Tareas por realizar -
- a) Según el texto sobre la eutanasia de los perros, ¿qué intentan hacer los perros en su lecho de muerte al oír la voz de su amo?
- b) Modifique el fragmento del texto sobre la eutanasia de los perros que empieza en "Nosotros los veterinarios dedicados" y termina en "caso de rutina.". Escríbalo de nuevo, reemplazando "clientes" por "dueños".
- c) Escriba la continuación del texto sobre la eutanasia de los perros a partir del punto en que termina.

Texto dado -
┏━━
Jamás me cansaré de mencionar la nobleza de los perros, que aún en su lecho de muerte al escuchar la voz de su amo, tratan de mover su rabo como lo hacían en su juventud.
Nosotros los veterinarios dedicados a las pequeñas especies, continuamente vivimos estas experiencias amargas por la que pasan nuestros clientes, al tener que tomar la decisión de sacrificar a su mascota después de tantos años de haber convivido con ella, y créame que nunca llegaremos a acostumbrarnos a realizar una eutanasia como un caso de rutina.
Me viene a la mente un gran número de experiencias donde afortunadamente así como ayudamos a nuestros pacientes a ver la luz por primera vez mediante cesáreas o cuando duramos horas en la cirugía después de reconstruir esos tejidos desechos cuando sufren un percance, lamentablemente también les arrebatamos la vida en cosa de minutos mediante la eutanasia.
Cuando llegamos a la casa de nuestro paciente, el dueño llama a su mascota cuando aún puede caminar, y cuando no lo puede hacer nos dirigimos a ella que se encuentra tendida en el piso, lo primero que hace es levantar ligeramente su cabeza y trata de ponerse alerta sin lograrlo y cuando la enfermedad impide realizar tal esfuerzo, mueve ligeramente su rabo y continúa con esa expresión de dolor que es muy perceptible para nosotros los veterinarios, entonces empieza la última despedida, le dirige tiernas palabras agradeciendo el dueño todos los años de su vida dedicados incondicionalmente a su familia, le tratan de explicar que lo que van hacer es para que deje de sufrir, que es el único camino a seguir tomando esa fatal decisión.
┗━━
[Entradas de datos guardadas]
┏━━
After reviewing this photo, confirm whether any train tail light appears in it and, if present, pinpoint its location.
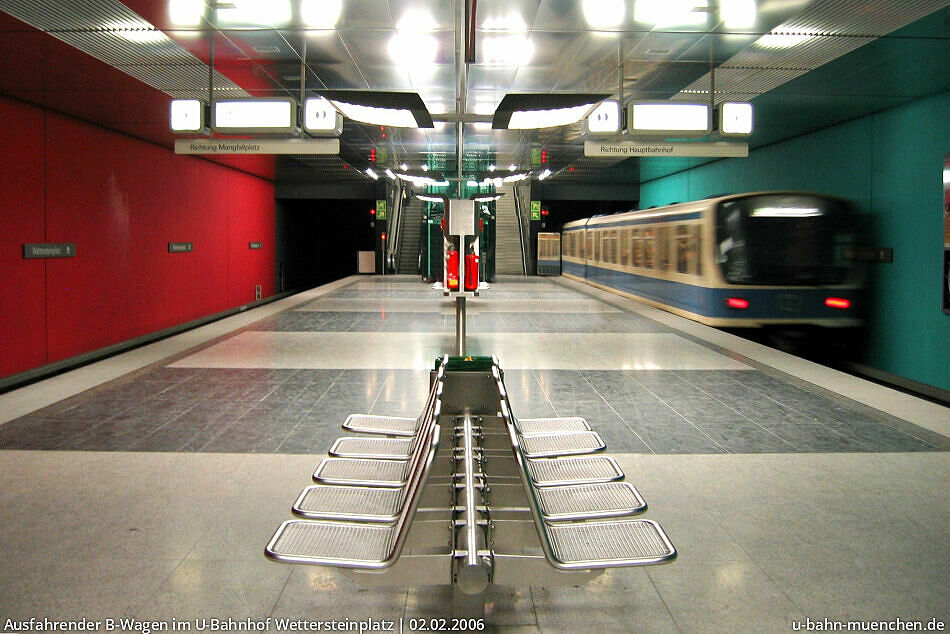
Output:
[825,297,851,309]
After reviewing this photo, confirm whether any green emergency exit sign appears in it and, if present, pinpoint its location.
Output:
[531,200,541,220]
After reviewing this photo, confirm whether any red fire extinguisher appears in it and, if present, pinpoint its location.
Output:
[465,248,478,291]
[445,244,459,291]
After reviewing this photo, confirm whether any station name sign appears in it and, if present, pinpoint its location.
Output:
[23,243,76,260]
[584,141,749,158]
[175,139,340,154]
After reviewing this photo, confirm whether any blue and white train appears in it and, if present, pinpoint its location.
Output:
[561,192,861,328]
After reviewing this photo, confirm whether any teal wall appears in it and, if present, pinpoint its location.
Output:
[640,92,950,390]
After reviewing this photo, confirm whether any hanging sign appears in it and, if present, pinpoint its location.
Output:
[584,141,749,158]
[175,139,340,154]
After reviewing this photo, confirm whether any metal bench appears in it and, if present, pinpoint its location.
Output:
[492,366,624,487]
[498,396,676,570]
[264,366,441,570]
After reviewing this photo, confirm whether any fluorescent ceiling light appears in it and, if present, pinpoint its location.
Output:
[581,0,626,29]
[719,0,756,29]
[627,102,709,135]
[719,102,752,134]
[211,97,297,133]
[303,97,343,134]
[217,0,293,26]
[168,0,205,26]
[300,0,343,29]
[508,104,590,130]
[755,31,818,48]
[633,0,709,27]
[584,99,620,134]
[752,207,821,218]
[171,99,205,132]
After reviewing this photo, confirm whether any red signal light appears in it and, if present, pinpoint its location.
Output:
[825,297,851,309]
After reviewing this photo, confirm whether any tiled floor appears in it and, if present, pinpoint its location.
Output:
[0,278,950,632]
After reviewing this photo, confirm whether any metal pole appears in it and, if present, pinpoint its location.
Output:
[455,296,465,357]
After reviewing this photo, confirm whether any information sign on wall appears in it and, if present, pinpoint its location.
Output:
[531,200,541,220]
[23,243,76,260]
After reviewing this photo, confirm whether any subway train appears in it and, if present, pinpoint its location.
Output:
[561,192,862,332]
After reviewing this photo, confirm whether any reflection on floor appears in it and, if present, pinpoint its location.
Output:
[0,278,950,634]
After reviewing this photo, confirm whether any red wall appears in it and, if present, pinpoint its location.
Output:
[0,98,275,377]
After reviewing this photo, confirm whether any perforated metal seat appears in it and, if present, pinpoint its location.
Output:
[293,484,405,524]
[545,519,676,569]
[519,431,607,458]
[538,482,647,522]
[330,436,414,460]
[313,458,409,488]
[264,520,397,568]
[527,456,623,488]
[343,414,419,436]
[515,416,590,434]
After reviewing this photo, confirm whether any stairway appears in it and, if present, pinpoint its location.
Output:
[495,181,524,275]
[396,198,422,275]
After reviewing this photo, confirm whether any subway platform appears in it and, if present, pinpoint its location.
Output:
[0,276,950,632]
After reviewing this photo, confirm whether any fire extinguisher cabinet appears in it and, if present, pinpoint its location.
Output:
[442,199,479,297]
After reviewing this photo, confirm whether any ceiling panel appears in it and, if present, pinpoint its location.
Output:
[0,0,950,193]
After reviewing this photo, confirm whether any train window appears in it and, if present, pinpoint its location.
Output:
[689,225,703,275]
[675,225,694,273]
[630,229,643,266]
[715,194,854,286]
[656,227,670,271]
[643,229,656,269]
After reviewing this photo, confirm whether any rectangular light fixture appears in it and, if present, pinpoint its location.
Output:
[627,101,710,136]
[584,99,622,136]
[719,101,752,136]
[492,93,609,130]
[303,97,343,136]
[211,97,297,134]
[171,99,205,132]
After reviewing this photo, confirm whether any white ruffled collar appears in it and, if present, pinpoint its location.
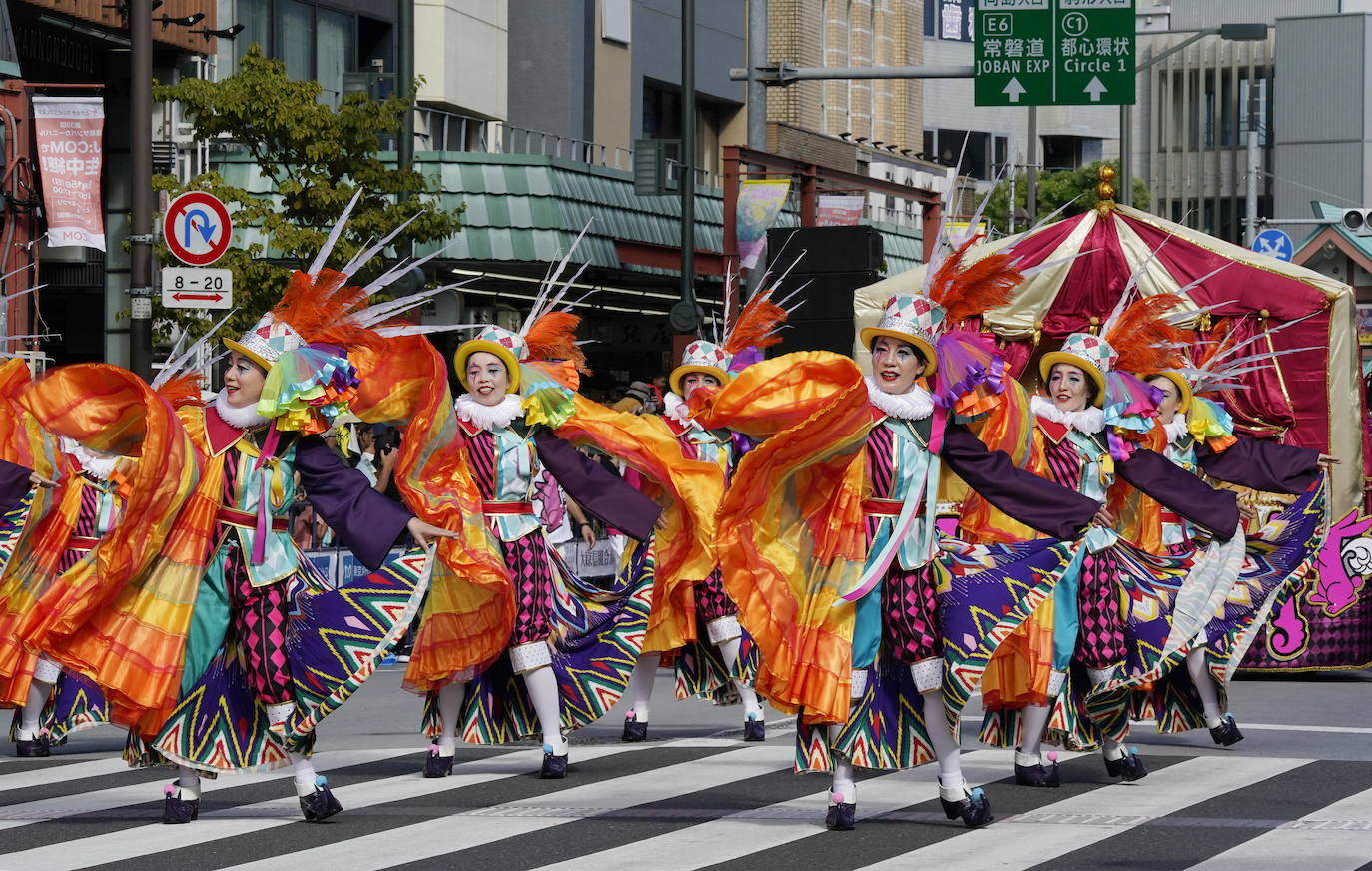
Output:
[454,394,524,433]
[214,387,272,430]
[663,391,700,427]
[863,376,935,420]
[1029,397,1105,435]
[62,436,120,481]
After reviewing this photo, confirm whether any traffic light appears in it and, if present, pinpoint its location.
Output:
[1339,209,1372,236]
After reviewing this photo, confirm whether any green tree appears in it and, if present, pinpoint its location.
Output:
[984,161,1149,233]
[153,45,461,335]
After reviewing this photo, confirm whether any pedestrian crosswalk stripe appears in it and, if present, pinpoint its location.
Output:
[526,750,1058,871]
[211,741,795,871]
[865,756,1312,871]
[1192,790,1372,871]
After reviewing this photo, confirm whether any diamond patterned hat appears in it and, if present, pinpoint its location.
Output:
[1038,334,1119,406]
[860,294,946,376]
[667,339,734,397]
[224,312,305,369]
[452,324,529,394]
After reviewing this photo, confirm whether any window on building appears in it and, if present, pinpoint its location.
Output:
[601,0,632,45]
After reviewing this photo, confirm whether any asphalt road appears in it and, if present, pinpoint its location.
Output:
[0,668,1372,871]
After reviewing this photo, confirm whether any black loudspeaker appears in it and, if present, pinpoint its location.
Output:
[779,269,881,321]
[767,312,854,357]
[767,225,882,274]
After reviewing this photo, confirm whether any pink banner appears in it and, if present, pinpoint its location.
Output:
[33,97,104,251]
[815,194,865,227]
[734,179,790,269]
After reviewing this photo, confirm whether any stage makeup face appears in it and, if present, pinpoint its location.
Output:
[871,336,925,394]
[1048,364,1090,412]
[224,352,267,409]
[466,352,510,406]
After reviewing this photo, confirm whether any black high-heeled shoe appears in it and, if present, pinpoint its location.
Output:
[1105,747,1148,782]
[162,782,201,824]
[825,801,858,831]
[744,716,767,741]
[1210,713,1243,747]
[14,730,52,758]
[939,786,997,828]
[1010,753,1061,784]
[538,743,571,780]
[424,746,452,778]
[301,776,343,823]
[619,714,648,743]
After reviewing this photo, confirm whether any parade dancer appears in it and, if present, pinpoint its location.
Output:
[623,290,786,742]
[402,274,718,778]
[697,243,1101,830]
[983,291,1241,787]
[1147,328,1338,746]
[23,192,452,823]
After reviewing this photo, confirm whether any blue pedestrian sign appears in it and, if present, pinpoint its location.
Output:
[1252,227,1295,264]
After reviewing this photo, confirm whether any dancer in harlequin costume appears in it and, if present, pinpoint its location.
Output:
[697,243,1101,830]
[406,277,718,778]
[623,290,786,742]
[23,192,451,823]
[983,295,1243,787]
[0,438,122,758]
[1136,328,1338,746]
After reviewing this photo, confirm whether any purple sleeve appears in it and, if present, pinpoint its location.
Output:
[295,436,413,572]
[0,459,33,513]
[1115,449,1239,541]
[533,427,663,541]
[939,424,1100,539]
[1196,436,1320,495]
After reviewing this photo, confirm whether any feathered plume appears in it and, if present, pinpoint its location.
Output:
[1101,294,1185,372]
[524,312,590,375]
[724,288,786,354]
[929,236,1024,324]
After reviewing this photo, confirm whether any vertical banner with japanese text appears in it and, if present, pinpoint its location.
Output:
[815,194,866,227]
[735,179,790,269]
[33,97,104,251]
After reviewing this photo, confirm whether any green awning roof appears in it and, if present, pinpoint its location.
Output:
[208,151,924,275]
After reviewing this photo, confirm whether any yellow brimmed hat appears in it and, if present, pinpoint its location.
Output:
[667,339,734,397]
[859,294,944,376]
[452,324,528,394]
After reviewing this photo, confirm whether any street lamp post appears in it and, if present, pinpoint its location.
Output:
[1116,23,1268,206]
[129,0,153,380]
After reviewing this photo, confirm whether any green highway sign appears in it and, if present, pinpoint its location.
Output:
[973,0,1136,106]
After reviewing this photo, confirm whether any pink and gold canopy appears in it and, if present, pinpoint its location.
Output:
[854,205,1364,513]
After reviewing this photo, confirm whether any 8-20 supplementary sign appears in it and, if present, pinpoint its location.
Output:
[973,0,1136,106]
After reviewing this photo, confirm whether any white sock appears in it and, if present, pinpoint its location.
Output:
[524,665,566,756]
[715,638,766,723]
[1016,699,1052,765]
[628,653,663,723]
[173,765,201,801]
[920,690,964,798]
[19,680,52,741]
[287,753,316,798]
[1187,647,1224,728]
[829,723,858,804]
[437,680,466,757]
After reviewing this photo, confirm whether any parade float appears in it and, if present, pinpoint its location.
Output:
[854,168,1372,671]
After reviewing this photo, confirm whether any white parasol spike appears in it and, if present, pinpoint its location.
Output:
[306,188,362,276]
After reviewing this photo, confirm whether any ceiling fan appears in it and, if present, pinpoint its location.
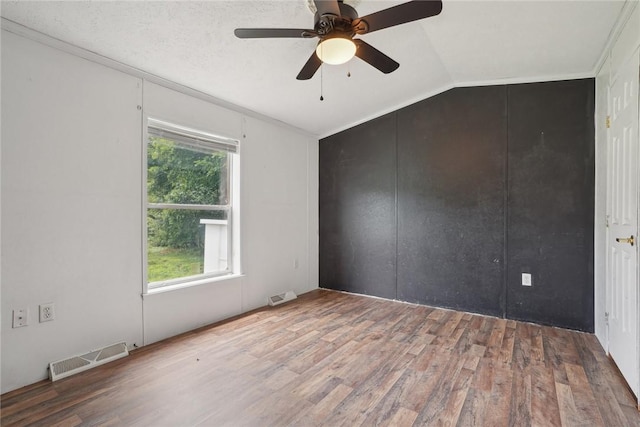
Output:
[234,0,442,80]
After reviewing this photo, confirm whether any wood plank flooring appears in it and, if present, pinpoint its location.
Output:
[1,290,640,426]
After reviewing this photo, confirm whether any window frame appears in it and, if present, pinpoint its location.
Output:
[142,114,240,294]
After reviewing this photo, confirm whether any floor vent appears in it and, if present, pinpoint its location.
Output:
┗━━
Respuestas -
- a) Intentan mover el rabo como lo hacían en su juventud.

- b)
Nosotros los veterinarios dedicados a las pequeñas especies, continuamente vivimos estas experiencias amargas por la que pasan nuestros dueños, al tener que tomar la decisión de sacrificar a su mascota después de tantos años de haber convivido con ella, y créame que nunca llegaremos a acostumbrarnos a realizar una eutanasia como un caso de rutina.

- c)
El perro parece comprender las palabras de su amo tratando de menear por última vez su cola, con esa posición clásica sin levantar la cabeza del suelo, solamente alzando su mirada triste... le contesta con sus ojos:
Quien debería estar eternamente agradecido soy yo amo, me aceptaste en tu casa siendo un miembro más de tu familia, aún sabiendo que no soy un perro de raza pura, jamás me faltó la comida ni el agua para beber, aún recuerdo los ratos amargos que causé cuando me arrolló aquel auto que pasó veloz frente a la casa, estuvieron conmigo día y noche cuidando mis heridas, las visitas al señor de la bata blanca cuando comía cosas que me causaban vómito y dolor... Bueno así lo interpretaba yo, aunque realmente siempre viví en la azotea y la comida no me faltaba aunque fuera una o dos veces por semana, y sobre mis heridas del accidente, aun recuerdo que una sola vez me visitaron en la noche porque mis aullidos de dolor no les dejaba dormir y aquella ocasión cuando me visitó el señor de la bata blanca, cuando comí el veneno para ratones que convulsioné y perdí el sentido, le hablaron para que me durmiera, pero él me alivió del dolor y me volvió a la vida con sus inyecciones, por eso y muchas cosas más estoy infinitamente agradecido con ustedes, tuve una vida feliz y cómo pagarles el que me hayan adoptado, solamente les pido perdón por mi muerte, pero les juro que ¡no es por culpa mía!